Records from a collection
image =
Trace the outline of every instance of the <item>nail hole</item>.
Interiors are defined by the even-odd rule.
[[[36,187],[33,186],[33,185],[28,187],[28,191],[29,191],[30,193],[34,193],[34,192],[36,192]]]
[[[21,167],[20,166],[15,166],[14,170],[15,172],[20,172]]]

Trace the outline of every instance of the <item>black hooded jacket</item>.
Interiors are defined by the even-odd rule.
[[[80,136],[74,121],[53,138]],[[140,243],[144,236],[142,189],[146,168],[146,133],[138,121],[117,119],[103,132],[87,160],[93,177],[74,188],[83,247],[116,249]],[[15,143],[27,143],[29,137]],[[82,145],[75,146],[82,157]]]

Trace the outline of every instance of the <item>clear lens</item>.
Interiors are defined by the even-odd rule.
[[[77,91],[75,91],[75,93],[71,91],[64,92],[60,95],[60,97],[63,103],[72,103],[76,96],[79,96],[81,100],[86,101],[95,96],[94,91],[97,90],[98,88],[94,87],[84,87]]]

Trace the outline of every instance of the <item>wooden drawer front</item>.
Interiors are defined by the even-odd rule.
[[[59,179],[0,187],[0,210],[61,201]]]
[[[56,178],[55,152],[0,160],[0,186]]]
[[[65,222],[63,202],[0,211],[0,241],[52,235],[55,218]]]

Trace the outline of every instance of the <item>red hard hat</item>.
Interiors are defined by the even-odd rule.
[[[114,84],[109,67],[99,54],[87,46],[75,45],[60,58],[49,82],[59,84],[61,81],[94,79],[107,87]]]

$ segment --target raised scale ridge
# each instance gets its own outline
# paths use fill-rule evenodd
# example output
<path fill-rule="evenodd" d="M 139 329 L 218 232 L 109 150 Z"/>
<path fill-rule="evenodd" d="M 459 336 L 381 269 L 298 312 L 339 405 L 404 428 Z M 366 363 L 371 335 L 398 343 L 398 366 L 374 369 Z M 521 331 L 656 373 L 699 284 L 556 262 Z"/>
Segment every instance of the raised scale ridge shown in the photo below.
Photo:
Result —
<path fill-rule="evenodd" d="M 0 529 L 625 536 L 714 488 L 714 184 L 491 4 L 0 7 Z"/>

▶ [EXERCISE DETAILS]
Print all of the rows above again, word for word, with no changes.

▶ [THE RESPONSE]
image =
Trace the outline of every instance of the <item>nail hole</item>.
Interiors are defined by the even-odd rule.
[[[36,187],[33,186],[33,185],[28,187],[28,191],[29,191],[30,193],[34,193],[34,192],[36,192]]]
[[[21,167],[20,166],[15,166],[14,170],[15,172],[20,172]]]

Trace the outline of every instance of the <item>black hooded jacket</item>.
Interiors are defined by the even-odd rule.
[[[80,136],[74,121],[53,138]],[[140,243],[144,236],[142,189],[146,168],[146,133],[138,121],[117,119],[103,132],[87,160],[93,177],[74,188],[83,247],[116,249]],[[15,143],[27,143],[29,137]],[[82,145],[75,146],[82,157]]]

Trace the outline of every instance of the <item>clear lens</item>.
Interiors are defined by the even-odd rule.
[[[77,91],[75,91],[75,93],[71,91],[64,92],[60,95],[60,97],[63,103],[72,103],[76,96],[79,96],[81,100],[86,101],[95,96],[94,91],[97,90],[98,88],[94,87],[84,87]]]

Trace the outline of every instance of the <item>wooden drawer front</item>.
Interiors are defined by the even-odd rule.
[[[59,179],[0,187],[0,210],[61,201]]]
[[[56,178],[55,152],[0,160],[0,186]]]
[[[65,222],[63,202],[0,211],[0,241],[52,235],[55,218]]]

Trace the outline of every instance of the <item>red hard hat</item>.
Interiors are defined by the even-odd rule.
[[[114,84],[109,67],[99,54],[87,46],[75,45],[60,58],[49,82],[59,84],[61,81],[94,79],[107,87]]]

$ segment --target raised scale ridge
# each instance gets its own outline
# paths use fill-rule evenodd
# example output
<path fill-rule="evenodd" d="M 139 329 L 218 232 L 109 150 Z"/>
<path fill-rule="evenodd" d="M 459 336 L 381 269 L 298 312 L 339 405 L 404 428 Z M 366 363 L 371 335 L 398 343 L 398 366 L 374 369 Z M 521 331 L 656 373 L 699 284 L 556 262 Z"/>
Segment every instance of the raised scale ridge shown in the photo below.
Photo:
Result —
<path fill-rule="evenodd" d="M 0 529 L 625 536 L 714 488 L 714 184 L 491 4 L 0 7 Z"/>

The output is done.